- _Goal_:
Rewrite the items from the line containing "Mark one point per instance of the white mushroom" through the end of the items, replacing "Target" with "Object" and leaving everything else unchanged. Give only those lines.

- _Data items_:

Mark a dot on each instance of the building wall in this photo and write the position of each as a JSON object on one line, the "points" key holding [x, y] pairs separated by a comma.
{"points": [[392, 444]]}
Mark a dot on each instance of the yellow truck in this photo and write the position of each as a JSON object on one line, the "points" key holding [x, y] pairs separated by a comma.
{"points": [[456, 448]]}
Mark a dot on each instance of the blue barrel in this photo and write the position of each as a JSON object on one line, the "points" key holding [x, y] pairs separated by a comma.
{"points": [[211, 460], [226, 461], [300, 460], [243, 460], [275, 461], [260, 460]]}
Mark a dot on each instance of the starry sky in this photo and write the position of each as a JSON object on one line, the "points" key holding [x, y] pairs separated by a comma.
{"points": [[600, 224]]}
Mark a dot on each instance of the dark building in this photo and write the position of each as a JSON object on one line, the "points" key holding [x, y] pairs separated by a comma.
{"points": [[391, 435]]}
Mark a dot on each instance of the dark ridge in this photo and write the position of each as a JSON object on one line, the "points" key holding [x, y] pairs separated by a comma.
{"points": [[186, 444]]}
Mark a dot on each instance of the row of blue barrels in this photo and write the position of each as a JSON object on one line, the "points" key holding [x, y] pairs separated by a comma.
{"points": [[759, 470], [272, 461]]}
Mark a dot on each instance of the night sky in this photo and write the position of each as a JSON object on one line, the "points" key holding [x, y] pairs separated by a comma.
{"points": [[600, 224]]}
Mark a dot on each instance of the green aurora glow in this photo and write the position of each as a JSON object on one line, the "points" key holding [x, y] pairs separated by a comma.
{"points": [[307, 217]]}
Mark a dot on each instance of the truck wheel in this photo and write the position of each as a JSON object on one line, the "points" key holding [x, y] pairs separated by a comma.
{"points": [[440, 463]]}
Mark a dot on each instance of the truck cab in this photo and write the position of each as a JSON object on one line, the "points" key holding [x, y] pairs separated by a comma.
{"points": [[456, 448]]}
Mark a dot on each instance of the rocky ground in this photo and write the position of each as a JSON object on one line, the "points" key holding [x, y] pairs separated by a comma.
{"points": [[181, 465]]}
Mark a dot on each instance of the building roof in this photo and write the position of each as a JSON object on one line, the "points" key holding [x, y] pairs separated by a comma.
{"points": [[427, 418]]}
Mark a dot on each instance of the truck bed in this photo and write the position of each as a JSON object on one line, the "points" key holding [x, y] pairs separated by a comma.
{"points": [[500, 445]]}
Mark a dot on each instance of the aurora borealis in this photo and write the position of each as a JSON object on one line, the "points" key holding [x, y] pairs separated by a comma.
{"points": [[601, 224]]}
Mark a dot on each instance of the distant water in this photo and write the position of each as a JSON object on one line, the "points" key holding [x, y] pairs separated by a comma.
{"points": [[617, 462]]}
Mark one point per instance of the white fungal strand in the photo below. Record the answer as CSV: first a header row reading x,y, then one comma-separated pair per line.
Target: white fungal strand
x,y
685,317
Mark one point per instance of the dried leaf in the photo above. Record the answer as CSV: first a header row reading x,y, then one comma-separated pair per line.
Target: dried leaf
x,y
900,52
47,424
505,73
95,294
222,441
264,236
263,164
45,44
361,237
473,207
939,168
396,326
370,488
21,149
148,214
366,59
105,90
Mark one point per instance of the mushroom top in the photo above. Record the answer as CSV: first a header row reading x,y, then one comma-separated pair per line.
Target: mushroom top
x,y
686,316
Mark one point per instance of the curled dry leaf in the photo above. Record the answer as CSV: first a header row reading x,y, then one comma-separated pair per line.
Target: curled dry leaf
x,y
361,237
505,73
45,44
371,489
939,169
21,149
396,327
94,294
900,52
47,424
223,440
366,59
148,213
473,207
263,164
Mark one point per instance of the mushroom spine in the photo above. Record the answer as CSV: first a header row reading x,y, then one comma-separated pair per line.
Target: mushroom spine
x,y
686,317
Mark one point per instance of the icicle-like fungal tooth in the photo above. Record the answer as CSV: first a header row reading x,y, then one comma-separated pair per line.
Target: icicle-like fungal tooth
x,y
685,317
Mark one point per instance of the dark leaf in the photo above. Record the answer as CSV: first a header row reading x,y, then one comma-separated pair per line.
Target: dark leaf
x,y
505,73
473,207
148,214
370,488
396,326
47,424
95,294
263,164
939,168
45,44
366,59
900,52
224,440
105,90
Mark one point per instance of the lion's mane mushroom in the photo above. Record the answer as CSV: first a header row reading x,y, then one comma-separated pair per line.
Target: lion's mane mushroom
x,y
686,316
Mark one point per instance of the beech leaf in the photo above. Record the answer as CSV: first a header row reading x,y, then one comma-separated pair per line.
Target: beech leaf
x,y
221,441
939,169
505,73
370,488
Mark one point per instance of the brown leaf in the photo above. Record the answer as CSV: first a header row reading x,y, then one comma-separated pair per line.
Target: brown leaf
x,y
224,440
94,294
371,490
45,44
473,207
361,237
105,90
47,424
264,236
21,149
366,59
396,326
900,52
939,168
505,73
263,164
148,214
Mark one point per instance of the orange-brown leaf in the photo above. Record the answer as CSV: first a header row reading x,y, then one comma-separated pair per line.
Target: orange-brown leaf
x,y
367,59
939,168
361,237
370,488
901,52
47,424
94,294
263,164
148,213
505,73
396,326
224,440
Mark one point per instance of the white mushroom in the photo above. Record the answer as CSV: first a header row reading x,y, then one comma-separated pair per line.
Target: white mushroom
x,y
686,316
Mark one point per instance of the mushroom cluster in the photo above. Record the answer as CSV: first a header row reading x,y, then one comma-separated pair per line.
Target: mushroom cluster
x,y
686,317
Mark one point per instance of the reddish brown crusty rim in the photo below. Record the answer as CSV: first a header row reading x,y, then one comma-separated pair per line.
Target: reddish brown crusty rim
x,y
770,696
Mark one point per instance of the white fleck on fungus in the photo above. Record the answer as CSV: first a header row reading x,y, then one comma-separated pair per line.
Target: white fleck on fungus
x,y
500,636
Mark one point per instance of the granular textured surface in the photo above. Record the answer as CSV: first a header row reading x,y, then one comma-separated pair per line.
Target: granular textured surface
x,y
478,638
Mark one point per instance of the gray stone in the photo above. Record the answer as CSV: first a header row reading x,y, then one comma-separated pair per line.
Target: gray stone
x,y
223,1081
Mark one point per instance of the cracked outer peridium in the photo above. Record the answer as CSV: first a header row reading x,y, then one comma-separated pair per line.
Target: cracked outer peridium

- _Answer to the exercise_:
Mark one point per instance of the white mushroom in the photo above. Record the answer as CSV: first a header row reading x,y, then one comma-separated pair per line.
Object: white mushroom
x,y
686,316
Mark one point per instance of the mushroom cluster in the photo above. Record the answer as CSV: first a header row reading x,y, then one comma-separated pair per line.
Object: mushroom cluster
x,y
686,317
Mark one point per instance of the reddish brown crusty rim in the photo below. Record the answer as CSV: first a header row reading x,y, then one comma-separated pair per line.
Object: reddish brown crusty rim
x,y
770,696
Mark one point per instance of the white fleck on fungus in the photo above. Record the answer as CSV: first a header row reading x,y, then one comma-separated pair per line.
Object: white fleck on fungus
x,y
500,636
Mark one point per instance of the granular textured surface in the photo above. Record the answer as CSV: first a header row reading x,y, then one comma-separated pair per line.
Object: granular textured surface
x,y
478,638
Mark one point per instance of the gray stone in the photo above. Record the answer as CSV: first a header row reading x,y, then one comma-separated pair per line.
Object: gray stone
x,y
223,1081
Mark one point per instance of the cracked outer peridium in the photo above. Record the answer as CSV: first a header row reading x,y, then one comma-separated pair per line.
Object: cracked outer peridium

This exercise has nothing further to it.